::: Selected extract

I got it wrong: the agent needs a brain

27 Apr, 2026

About a month ago I wrote about stopping coding. The short version: Claude Code was my only development tool. I wrote no code by hand, and spent most of my time specifying workflows, checking outputs, and deciding what to try next.

Since then I started working on ARC-AGI-2, and the agent got a brain. Thanks to Alessio and Raja for nudging me in that direction.

Between the brain and stronger Codex models, I can give the agent much more autonomy because memory no longer has to live in the startup file. Less for me to remember.

From One Big File to a Brain

Back then, my CLAUDE.md grew into a large operating manual.

But it also mixed two different things:

instructions for how the agent should behave;
documentation of what the project currently knew.

Those are not the same thing. Instructions should be stable. Documentation changes constantly.

The Claude Code docs are explicit about this: "target under 200 lines per CLAUDE.md file. Longer files consume more context and reduce adherence." Once I started packing in both rules and project history, the file became diluted. The agent could still read it, but the signal was mixed.

In ARC, I started using an llm-wiki style project brain much more seriously.

This came from Andrej Karpathy's LLM Wiki idea: instead of rebuilding context from raw documents every time, compile raw material into a persistent Markdown wiki. In practice, I use an llm-wiki skill to do that.

It is just markdown files in brain/: a schema, index, log, concept pages, entity pages, comparisons, proposals, and filed query answers.

The important part is the separation:

AGENTS.md: stable operating rules
Skills: repeatable procedures
brain/: project memory and synthesis
Scripts/configs: executable truth

AGENTS.md became the constitution. The brain became the library.

My actual prompt became much simpler:

"Look up the brain and tell me which params I trained this experiment with."

The current AGENTS.md is short and practical: secrets, data safety, common commands, normalization rules, and publishing hygiene.

The detailed explanation lives in the brain: extraction pipeline, prompt system, synthetic data, and query pages like "what makes this data pipeline distinctive?"

Deep Past Solution Brain query page showing linked notes, graph view, and data-pipeline differentiators

Skills Run. The Brain Remembers.

A skill answers: "How do I run this workflow?"

The brain answers: "Why are we running it, what happened last time, and what did we decide?"

The distinction matters. A skill tells the agent how to run a training smoke test; the brain can look up the previous tests from two weeks ago. I don't need a 6 page scratchpad of notes.

What Didn't Work

The brain can get stale.

That is the tradeoff. Once memory lives in files, it can accumulate old assumptions, abandoned ideas, and notes that were true for one experiment but wrong for the next. The agent is better at using the brain than judging what should be deleted from it.

This is where maintenance matters. The llm-wiki skill has a lint pass for exactly this: stale pages, contradictions, orphan notes, oversized pages, and tag drift. However, how deep and where to cut needs human guidance.

So the brain is not free memory. It is maintained memory.

::::::

What to produce: Retype the passage of the post about giving the agent a brain that runs between "I got it wrong: the" and "to try next.", inclusive. You won't need the records.

::: Data provided

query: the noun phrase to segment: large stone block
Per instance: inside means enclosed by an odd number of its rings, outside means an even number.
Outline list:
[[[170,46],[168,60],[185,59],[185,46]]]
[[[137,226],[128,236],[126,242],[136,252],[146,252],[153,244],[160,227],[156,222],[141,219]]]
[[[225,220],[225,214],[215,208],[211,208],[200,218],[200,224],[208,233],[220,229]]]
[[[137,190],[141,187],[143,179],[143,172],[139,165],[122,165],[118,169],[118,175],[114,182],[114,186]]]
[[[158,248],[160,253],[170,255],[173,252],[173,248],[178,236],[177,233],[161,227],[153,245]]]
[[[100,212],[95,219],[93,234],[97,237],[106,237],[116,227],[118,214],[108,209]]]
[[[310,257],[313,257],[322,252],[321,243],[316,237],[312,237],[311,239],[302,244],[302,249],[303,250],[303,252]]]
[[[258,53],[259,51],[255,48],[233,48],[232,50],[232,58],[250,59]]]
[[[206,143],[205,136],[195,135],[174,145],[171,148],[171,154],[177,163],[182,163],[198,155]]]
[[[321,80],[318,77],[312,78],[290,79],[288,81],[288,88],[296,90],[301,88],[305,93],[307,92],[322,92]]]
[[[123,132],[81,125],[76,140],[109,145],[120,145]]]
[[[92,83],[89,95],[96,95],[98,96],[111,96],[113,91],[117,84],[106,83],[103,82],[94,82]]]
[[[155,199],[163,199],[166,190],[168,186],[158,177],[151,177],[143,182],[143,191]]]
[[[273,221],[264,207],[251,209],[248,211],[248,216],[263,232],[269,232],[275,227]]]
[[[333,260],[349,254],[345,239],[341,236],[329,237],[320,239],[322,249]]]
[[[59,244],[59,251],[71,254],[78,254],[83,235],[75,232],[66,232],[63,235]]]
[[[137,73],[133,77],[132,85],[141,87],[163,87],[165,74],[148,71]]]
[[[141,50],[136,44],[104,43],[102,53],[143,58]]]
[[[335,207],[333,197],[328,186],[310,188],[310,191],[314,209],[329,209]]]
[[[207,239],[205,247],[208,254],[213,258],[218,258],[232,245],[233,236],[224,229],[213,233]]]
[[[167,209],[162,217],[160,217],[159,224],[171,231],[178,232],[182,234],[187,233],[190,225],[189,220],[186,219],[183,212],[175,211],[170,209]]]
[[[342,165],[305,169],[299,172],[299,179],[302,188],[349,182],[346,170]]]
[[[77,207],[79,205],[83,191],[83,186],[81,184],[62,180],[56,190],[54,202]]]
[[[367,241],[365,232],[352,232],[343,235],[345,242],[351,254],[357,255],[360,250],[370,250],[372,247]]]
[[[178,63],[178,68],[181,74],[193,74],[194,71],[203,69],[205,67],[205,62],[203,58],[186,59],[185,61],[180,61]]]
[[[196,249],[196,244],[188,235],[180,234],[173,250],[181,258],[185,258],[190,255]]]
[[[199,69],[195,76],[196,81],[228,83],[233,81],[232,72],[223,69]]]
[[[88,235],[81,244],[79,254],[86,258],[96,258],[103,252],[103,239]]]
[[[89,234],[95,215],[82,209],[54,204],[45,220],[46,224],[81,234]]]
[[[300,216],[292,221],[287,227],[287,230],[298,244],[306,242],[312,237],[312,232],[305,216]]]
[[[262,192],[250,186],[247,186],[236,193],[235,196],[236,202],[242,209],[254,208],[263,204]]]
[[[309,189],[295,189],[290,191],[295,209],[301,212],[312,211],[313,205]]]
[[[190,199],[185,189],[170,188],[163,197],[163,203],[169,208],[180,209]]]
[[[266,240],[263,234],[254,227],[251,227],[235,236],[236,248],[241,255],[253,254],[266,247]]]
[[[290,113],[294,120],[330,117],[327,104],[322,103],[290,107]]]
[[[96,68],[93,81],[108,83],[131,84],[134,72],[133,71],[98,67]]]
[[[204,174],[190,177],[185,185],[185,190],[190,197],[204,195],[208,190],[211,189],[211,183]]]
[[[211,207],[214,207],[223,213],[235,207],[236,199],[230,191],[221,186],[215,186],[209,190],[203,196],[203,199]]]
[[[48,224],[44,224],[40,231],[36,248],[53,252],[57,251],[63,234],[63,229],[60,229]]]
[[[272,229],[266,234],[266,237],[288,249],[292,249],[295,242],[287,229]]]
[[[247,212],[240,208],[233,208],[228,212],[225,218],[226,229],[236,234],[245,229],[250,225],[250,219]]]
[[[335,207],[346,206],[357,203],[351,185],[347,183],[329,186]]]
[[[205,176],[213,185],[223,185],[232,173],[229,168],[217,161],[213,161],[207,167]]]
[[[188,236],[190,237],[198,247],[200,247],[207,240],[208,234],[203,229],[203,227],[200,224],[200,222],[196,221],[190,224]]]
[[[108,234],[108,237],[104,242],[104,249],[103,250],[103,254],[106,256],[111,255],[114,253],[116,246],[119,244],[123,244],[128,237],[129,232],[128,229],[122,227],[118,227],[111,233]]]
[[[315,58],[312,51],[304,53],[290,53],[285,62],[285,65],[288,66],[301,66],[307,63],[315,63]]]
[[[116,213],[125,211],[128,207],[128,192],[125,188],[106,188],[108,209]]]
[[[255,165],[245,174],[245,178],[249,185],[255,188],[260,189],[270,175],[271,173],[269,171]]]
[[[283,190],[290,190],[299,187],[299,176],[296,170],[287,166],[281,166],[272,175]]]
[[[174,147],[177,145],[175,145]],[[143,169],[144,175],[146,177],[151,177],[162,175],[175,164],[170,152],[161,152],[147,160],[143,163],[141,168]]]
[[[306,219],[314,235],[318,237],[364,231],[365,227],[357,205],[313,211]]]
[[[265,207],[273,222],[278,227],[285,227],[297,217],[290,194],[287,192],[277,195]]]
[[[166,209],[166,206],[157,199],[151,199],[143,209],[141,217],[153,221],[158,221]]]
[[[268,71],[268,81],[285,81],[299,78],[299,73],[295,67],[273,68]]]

::::::

Written solution:
I got it wrong: the agent needs a brain

27 Apr, 2026

About a month ago I wrote about stopping coding. The short version: Claude Code was my only development tool. I wrote no code by hand, and spent most of my time specifying workflows, checking outputs, and deciding what to try next.